┌──

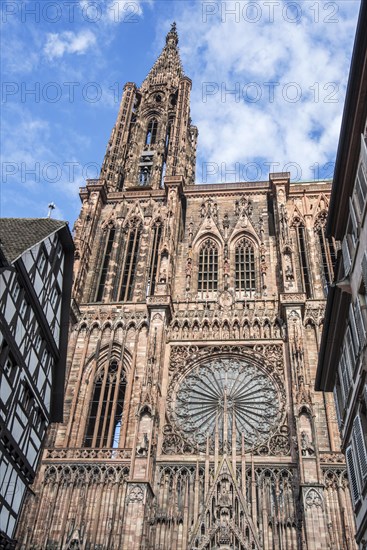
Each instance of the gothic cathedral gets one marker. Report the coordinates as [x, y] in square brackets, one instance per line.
[190, 420]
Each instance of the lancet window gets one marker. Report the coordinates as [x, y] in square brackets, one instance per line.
[208, 267]
[130, 262]
[154, 258]
[327, 252]
[105, 263]
[245, 267]
[106, 407]
[305, 271]
[151, 135]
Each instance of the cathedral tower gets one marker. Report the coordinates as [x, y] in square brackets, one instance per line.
[190, 417]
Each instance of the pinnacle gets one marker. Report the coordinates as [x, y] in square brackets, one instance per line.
[168, 67]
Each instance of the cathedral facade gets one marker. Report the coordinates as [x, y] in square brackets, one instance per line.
[190, 416]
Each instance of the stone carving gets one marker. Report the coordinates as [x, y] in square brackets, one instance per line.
[136, 494]
[229, 375]
[313, 499]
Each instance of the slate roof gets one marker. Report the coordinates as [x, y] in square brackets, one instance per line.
[20, 234]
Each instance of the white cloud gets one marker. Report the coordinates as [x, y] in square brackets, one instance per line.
[68, 42]
[123, 11]
[231, 52]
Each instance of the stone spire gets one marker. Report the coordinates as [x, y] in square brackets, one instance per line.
[168, 66]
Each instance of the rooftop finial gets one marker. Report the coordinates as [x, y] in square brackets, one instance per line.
[172, 37]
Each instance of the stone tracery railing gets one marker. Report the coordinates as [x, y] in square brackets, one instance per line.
[87, 454]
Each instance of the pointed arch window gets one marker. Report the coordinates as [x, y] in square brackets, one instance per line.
[106, 260]
[130, 262]
[151, 135]
[154, 258]
[208, 267]
[245, 267]
[305, 271]
[106, 407]
[327, 252]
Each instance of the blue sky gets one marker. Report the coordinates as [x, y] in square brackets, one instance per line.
[269, 81]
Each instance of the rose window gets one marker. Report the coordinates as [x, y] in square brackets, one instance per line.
[227, 392]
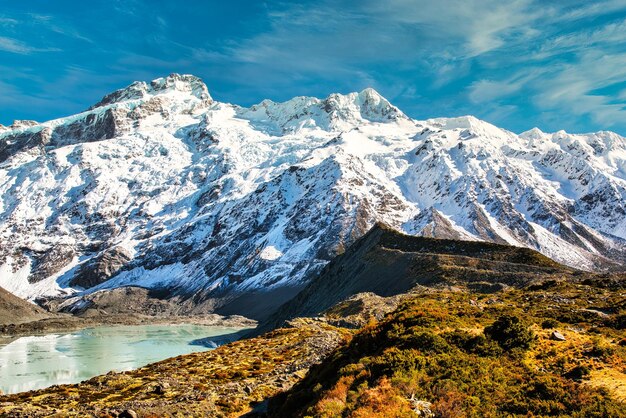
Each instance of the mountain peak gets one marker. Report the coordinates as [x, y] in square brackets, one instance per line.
[183, 83]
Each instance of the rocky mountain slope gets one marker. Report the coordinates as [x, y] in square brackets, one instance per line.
[14, 309]
[388, 263]
[160, 186]
[441, 352]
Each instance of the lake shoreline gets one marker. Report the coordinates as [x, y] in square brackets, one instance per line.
[39, 361]
[69, 323]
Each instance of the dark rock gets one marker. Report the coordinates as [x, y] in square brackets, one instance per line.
[161, 388]
[101, 268]
[51, 262]
[557, 336]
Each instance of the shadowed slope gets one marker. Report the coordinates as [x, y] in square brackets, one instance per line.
[387, 262]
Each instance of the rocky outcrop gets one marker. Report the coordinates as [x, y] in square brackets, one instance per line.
[51, 262]
[101, 268]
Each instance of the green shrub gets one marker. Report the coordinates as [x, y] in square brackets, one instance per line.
[509, 332]
[550, 323]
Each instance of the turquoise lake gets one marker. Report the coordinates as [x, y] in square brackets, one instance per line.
[35, 362]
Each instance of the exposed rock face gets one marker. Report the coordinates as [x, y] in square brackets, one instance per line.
[101, 268]
[51, 262]
[157, 185]
[388, 263]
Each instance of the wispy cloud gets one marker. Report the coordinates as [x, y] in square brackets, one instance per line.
[19, 47]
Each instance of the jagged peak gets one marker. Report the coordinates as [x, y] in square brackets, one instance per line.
[184, 83]
[335, 112]
[534, 133]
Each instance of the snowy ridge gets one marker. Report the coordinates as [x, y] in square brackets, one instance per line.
[161, 186]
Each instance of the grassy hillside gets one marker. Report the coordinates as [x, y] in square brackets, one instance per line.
[437, 350]
[456, 354]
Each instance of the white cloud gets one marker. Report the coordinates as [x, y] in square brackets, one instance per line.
[19, 47]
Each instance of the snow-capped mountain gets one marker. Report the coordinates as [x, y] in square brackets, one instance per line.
[158, 185]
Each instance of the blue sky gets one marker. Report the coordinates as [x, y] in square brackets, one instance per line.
[518, 64]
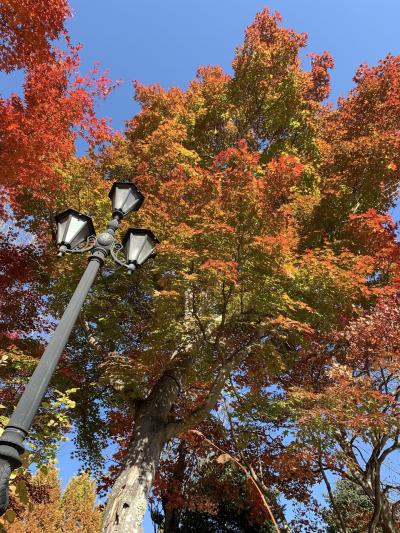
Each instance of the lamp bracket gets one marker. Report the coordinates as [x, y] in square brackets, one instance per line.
[81, 248]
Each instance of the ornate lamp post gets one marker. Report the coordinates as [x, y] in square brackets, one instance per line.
[75, 234]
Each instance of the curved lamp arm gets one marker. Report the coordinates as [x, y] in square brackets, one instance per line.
[115, 250]
[89, 245]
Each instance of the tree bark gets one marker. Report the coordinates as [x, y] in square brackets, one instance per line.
[126, 504]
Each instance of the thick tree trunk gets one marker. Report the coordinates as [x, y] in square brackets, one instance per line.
[127, 501]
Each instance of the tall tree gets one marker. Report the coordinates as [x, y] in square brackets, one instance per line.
[271, 211]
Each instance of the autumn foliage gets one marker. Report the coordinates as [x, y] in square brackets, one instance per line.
[258, 354]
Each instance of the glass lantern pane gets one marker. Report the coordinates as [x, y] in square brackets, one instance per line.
[130, 201]
[134, 246]
[74, 228]
[146, 250]
[61, 226]
[119, 197]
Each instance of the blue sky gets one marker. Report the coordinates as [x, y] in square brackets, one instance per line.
[164, 41]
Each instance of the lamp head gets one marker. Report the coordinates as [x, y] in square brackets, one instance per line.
[139, 245]
[73, 228]
[125, 197]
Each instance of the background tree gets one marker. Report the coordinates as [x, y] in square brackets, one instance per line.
[353, 505]
[271, 210]
[74, 511]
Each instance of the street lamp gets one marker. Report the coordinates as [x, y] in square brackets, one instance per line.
[75, 234]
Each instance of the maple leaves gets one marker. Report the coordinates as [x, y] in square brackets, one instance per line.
[38, 131]
[27, 29]
[271, 211]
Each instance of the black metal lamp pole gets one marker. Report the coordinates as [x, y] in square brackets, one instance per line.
[73, 231]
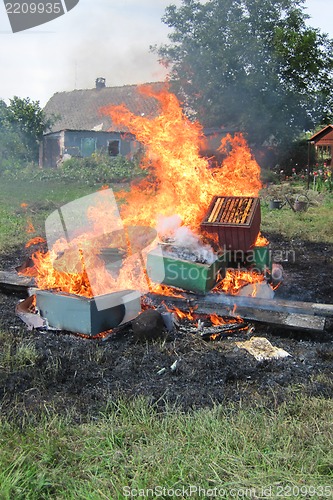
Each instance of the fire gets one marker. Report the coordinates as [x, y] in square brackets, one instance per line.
[261, 241]
[180, 182]
[35, 241]
[30, 227]
[184, 183]
[216, 320]
[235, 279]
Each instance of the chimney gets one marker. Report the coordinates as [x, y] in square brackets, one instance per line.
[100, 83]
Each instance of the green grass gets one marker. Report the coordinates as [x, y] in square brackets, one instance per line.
[315, 224]
[42, 197]
[132, 445]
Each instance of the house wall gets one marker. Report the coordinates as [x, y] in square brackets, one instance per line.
[83, 144]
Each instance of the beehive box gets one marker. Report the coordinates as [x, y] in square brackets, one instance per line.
[235, 221]
[79, 314]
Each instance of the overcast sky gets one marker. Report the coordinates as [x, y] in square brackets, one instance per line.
[104, 38]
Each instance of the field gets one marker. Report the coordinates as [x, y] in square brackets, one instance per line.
[94, 419]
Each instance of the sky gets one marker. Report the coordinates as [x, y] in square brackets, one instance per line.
[97, 38]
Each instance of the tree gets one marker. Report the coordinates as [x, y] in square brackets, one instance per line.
[26, 120]
[250, 64]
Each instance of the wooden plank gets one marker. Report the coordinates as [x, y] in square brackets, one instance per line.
[279, 305]
[281, 313]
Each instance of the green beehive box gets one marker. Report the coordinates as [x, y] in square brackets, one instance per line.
[179, 273]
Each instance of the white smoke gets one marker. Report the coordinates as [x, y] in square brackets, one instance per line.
[183, 242]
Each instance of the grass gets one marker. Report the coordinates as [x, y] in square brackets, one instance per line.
[315, 224]
[132, 445]
[40, 198]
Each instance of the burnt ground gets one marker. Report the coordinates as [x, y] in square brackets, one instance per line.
[70, 373]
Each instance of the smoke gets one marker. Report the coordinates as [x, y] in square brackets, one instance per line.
[182, 242]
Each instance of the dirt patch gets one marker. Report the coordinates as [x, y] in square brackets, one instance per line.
[69, 372]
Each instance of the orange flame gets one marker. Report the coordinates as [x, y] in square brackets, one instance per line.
[184, 184]
[30, 228]
[235, 279]
[181, 182]
[261, 241]
[35, 241]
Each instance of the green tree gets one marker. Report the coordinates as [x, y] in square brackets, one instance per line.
[251, 64]
[26, 121]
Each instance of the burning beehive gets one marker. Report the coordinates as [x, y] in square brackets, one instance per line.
[88, 316]
[181, 183]
[235, 220]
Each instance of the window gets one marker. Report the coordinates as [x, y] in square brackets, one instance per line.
[113, 148]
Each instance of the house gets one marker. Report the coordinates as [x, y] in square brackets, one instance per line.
[323, 142]
[81, 129]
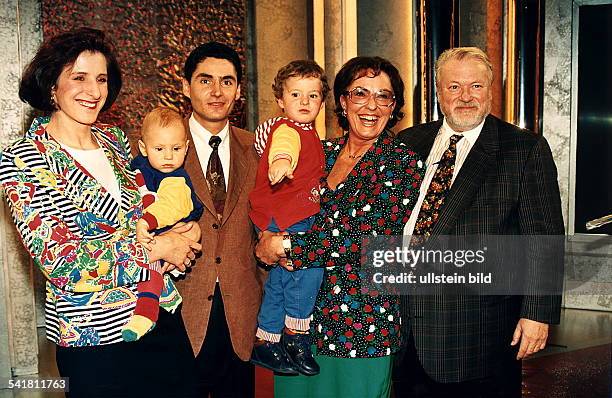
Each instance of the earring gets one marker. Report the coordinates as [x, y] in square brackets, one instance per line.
[53, 101]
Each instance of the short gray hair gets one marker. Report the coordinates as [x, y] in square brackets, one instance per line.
[460, 53]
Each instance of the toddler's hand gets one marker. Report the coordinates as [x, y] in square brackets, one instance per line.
[143, 235]
[279, 169]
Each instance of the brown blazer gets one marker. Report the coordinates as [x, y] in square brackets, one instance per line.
[227, 252]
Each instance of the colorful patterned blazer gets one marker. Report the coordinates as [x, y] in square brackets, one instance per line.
[78, 235]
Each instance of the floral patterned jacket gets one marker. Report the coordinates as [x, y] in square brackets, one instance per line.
[351, 320]
[78, 235]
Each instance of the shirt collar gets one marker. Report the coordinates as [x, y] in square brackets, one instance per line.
[200, 131]
[470, 135]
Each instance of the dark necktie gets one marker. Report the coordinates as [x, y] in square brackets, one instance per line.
[436, 193]
[215, 178]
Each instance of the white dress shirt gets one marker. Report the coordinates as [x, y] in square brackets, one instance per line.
[97, 164]
[201, 139]
[441, 143]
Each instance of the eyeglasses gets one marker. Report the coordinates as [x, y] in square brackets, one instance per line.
[360, 96]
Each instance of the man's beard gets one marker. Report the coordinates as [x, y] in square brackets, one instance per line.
[469, 120]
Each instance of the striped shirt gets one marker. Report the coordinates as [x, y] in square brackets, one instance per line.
[78, 235]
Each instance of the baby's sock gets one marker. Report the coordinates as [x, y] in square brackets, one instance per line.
[146, 312]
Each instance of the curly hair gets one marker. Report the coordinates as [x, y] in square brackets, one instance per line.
[212, 49]
[358, 67]
[60, 51]
[299, 68]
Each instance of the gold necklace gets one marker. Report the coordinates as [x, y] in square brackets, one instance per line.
[351, 156]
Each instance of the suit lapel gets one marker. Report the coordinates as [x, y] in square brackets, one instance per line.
[470, 178]
[195, 172]
[238, 173]
[421, 139]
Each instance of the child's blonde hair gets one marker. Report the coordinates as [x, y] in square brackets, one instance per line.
[299, 68]
[161, 117]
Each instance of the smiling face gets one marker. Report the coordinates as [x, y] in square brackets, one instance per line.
[164, 147]
[302, 98]
[368, 120]
[464, 92]
[213, 90]
[81, 89]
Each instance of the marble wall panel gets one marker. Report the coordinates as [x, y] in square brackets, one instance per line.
[588, 276]
[19, 37]
[281, 28]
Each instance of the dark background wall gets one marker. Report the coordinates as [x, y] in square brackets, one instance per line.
[152, 40]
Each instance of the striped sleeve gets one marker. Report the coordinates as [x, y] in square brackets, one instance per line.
[261, 134]
[45, 220]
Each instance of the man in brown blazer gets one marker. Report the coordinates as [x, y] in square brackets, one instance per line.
[222, 291]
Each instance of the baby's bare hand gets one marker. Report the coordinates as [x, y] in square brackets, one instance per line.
[143, 235]
[279, 169]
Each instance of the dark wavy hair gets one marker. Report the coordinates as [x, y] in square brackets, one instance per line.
[41, 75]
[358, 67]
[212, 49]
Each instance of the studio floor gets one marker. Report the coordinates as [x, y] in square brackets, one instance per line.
[576, 363]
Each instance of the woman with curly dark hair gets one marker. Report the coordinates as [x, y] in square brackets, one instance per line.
[75, 203]
[370, 186]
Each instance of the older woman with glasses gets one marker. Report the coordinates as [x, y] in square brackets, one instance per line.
[371, 185]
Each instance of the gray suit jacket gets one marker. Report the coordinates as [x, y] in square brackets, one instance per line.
[507, 186]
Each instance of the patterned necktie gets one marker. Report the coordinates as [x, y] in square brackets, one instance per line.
[436, 194]
[214, 176]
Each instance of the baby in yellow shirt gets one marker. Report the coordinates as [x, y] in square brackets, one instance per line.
[167, 196]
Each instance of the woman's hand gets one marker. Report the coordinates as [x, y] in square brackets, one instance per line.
[190, 230]
[269, 249]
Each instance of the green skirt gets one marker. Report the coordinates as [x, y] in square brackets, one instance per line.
[340, 378]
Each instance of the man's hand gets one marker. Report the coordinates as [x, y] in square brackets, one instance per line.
[269, 249]
[532, 335]
[143, 235]
[279, 169]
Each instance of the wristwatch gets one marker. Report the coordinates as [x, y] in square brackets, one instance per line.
[287, 248]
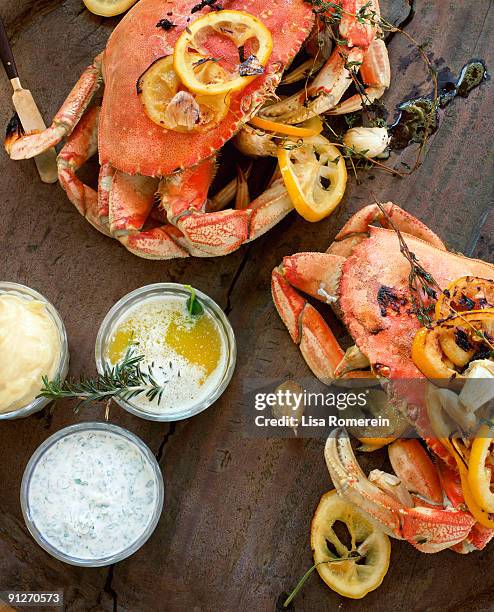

└──

List each line in the records above that contains the string "necktie", copying every such line in full.

Each instance of the dark necktie gets one marker. Report the coordinates as [x, y] in square brackets, one instance per line.
Each instance of the patterned necktie gets one marker. Report the coordinates as [x, y] in square brackets, one instance per line.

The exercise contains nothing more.